*WORK TO BE COMPLETED*: Put the listing's lines into a JSON list of strings, one string per line with blank lines omitted, starting at the line that contains "Tag one point on each instance of the navy" and running through the end of the listing, both ends included.

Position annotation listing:
....

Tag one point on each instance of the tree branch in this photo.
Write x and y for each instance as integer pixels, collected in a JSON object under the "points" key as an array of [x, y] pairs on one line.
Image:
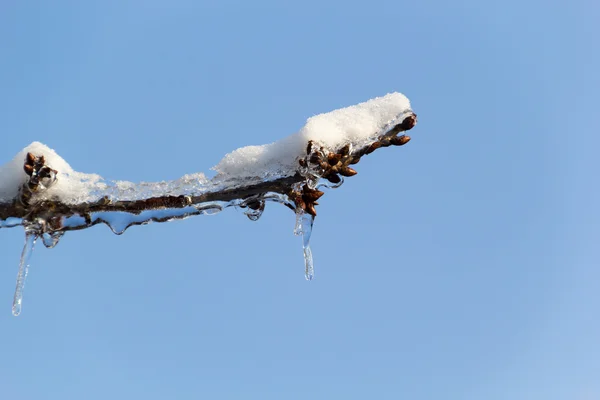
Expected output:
{"points": [[318, 163]]}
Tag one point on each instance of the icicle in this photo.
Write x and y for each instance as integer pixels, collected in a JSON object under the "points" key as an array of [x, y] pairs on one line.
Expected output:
{"points": [[255, 214], [31, 235], [303, 227], [50, 239], [329, 185]]}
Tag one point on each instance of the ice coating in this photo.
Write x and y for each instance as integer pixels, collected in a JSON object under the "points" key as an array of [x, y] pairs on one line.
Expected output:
{"points": [[362, 127], [72, 187], [356, 125]]}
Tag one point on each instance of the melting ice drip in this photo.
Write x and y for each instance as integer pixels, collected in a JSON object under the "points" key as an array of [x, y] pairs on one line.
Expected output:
{"points": [[357, 126], [119, 222]]}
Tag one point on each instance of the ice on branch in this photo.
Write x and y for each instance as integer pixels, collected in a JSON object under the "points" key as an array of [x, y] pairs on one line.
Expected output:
{"points": [[356, 125], [41, 192]]}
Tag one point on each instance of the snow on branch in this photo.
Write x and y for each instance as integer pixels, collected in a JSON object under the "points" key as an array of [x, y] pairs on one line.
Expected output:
{"points": [[41, 192]]}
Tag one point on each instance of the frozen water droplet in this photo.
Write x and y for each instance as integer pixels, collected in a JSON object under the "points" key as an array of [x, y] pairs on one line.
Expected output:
{"points": [[298, 226], [30, 238], [307, 222], [11, 222], [50, 239], [209, 209], [254, 214], [329, 185], [117, 221], [303, 227]]}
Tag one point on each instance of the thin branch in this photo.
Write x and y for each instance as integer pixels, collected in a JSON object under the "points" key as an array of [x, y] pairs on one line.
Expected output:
{"points": [[318, 163]]}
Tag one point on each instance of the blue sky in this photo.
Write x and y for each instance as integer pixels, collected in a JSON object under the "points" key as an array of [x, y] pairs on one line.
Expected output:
{"points": [[461, 266]]}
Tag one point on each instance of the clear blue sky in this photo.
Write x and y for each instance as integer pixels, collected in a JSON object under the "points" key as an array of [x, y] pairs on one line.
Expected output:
{"points": [[465, 265]]}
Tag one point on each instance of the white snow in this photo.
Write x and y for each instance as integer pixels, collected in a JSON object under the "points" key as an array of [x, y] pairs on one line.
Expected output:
{"points": [[71, 186], [356, 125]]}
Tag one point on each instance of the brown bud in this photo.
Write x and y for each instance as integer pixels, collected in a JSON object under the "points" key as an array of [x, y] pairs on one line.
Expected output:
{"points": [[309, 147], [373, 147], [333, 158], [409, 122], [312, 196], [333, 178], [400, 140], [347, 171], [29, 159], [345, 150], [300, 203]]}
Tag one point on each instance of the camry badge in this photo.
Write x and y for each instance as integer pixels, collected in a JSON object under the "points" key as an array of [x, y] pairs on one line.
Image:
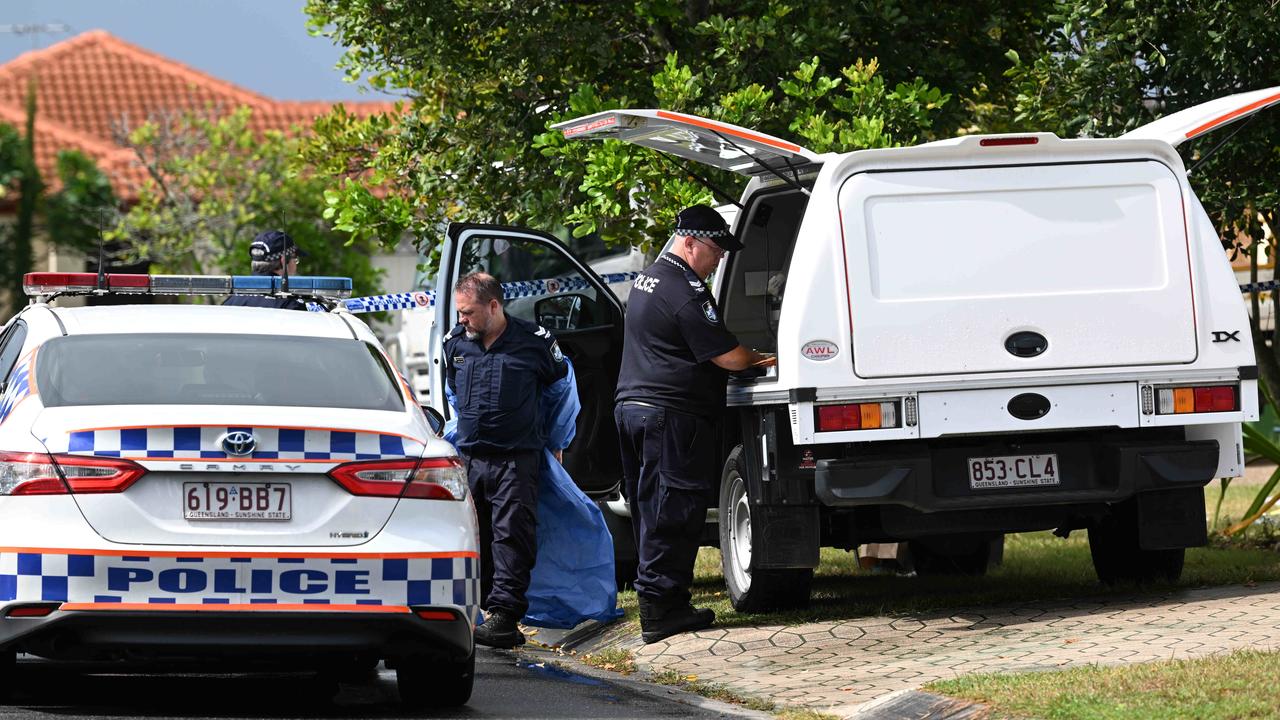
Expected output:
{"points": [[238, 443]]}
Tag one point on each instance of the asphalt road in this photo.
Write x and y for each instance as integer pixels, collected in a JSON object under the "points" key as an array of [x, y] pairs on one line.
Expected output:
{"points": [[507, 686]]}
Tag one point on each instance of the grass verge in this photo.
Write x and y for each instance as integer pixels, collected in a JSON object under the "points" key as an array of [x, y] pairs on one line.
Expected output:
{"points": [[1240, 684]]}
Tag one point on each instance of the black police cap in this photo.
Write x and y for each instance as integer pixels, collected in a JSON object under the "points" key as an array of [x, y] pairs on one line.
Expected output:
{"points": [[702, 220], [273, 245]]}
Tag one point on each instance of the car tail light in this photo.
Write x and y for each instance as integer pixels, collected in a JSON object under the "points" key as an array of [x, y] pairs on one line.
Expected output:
{"points": [[430, 478], [1202, 399], [42, 610], [37, 473], [855, 417]]}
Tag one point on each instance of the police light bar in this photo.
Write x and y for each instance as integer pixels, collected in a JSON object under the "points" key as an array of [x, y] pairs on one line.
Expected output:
{"points": [[87, 283]]}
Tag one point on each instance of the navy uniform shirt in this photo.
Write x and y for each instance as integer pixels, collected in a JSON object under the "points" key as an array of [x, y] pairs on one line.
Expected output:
{"points": [[497, 391], [672, 332]]}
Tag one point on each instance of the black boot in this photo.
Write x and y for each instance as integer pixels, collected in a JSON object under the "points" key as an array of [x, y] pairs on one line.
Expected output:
{"points": [[659, 620], [499, 630]]}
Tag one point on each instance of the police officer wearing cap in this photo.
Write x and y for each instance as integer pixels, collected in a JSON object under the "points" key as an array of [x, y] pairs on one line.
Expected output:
{"points": [[676, 359], [497, 368], [268, 254]]}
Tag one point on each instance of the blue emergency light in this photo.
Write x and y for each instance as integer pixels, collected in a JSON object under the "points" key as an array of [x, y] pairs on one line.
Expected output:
{"points": [[88, 283]]}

....

*THE OUTPUT*:
[
  "Tag one point on each instance of the navy uniform shirt in this photo.",
  "Write x and y for each instance as integer pixels, collected in a JSON object under the \"points\" key as an array of [x, y] pairs on one line.",
  "Expected output:",
  "{\"points\": [[497, 391], [672, 332]]}",
  "Tag one point on each instance of the black boot in this photo.",
  "Write x and y for each instance as integer pixels, collected in a JSON object under the \"points\" key as an array of [x, y] pairs on one line.",
  "Expected output:",
  "{\"points\": [[659, 620], [499, 630]]}",
  "Tag one point on each instance of the police officer wearing cap in this photo.",
  "Write x and y for each instance as integer pixels, collected in a JSON object under the \"points\" key as an array of [x, y] pairs on one line.",
  "Expected output:",
  "{\"points\": [[676, 359], [497, 368], [268, 254]]}",
  "Tag one point on each instance of the blue emergency light in this photo.",
  "Write x and y for each instance as integer pixels, collected in a JSON object under the \"points\" key as an array of [x, y] pairs on one line.",
  "Expected output:",
  "{\"points\": [[88, 283]]}"
]